Article was originally published by TheStar Online
THE country’s largest private credit reporting agency, CTOS, has been in operation for over 26 years, but several misconceptions still remain about its role.
While it is known that the agency helps credit grantors like banks and financial institutions make better, and more informed decisions, it is a lesser known fact that it also enables consumers to take charge of their own credit ratings.
Operating under the ambit of the Credit Reporting Agencies (CRA) Act 2010, CTOS facilitates credit extensions by empowering individuals as well as businesses with better access to crucial credit information.
In essence, it aims to provide a form of “transparency” between consumers and lenders to improve access to credit.
Martin: Understanding one’s credit standing is important for every Malaysian.
While lenders gain access to information about their potential clients, individuals seeking credit are also able to use CTOS’ services to better manage their credit profiles and keep them up to date.

- Provided records -
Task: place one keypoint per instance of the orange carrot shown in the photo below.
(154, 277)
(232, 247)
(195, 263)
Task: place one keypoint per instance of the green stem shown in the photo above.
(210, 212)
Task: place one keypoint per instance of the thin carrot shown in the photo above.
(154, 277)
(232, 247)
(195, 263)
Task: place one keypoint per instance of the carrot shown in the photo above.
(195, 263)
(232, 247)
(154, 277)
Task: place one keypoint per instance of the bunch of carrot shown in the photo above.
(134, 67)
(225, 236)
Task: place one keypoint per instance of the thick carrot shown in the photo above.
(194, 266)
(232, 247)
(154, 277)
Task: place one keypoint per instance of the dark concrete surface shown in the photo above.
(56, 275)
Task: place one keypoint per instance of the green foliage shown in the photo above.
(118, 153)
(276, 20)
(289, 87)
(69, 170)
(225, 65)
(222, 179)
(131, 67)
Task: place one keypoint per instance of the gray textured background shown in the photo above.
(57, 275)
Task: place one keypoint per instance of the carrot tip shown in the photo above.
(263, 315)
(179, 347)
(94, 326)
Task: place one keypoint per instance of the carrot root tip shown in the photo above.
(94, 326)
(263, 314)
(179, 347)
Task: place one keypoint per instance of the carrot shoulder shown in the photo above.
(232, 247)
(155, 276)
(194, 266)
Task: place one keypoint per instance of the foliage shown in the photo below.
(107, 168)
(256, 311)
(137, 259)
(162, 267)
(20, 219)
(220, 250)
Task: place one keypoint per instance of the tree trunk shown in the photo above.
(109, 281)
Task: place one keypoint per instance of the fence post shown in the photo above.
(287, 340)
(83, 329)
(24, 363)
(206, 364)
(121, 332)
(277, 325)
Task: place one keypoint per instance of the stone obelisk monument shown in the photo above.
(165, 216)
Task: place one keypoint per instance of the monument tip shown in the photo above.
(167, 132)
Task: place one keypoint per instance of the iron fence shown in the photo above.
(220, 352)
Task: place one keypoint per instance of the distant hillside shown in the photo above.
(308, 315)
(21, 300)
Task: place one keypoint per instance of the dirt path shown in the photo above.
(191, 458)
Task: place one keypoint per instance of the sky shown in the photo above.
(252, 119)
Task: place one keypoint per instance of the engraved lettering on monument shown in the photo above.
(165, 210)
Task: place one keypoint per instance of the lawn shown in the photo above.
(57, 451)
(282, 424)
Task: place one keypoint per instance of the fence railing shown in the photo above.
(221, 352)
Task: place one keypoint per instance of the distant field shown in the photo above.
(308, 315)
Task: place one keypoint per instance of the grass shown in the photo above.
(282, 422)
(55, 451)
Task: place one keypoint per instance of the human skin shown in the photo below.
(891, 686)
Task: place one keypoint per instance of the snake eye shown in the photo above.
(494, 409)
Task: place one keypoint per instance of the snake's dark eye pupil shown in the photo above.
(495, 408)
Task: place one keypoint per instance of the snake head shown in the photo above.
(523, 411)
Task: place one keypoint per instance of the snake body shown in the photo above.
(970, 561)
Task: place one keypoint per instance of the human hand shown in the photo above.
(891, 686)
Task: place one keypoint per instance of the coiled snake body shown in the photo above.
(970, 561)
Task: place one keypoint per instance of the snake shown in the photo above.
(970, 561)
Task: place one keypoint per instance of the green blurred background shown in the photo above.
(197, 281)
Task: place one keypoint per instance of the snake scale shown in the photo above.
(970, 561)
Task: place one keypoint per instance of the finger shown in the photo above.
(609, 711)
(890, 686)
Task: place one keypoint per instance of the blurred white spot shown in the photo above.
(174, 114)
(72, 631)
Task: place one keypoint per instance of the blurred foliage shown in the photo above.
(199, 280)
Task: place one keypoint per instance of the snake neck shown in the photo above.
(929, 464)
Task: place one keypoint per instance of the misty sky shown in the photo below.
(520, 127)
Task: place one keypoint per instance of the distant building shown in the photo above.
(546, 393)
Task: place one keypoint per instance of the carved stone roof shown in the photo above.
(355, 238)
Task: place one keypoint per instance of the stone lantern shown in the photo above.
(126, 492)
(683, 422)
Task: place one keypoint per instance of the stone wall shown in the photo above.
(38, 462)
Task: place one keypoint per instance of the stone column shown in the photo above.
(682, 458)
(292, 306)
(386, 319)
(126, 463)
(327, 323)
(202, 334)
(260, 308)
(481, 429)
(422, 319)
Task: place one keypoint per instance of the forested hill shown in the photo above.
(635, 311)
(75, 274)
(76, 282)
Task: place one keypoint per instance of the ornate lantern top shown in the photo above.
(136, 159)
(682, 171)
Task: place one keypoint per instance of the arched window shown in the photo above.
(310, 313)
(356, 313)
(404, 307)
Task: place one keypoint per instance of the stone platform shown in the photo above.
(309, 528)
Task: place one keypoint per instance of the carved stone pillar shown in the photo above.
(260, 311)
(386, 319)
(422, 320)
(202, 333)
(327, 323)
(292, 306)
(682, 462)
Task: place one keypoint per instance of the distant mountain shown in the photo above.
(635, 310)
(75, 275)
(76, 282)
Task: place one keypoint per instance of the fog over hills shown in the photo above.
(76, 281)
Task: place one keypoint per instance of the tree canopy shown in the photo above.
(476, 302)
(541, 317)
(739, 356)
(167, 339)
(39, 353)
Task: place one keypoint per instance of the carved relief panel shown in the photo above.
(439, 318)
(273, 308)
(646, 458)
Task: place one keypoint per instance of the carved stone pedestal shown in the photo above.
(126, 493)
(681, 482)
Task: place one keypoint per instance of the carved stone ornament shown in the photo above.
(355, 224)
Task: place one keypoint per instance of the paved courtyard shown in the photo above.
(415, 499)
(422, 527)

- Tasks to perform -
- a) According to the CTOS passage, which law governs the agency's operations?
- b) Name every organization and every law that the CTOS passage mentions by name.
The records have no connection to the CTOS passage.

- Solutions for each task -
- a) The Credit Reporting Agencies (CRA) Act 2010.

- b) TheStar Online, CTOS, Credit Reporting Agencies (CRA) Act 2010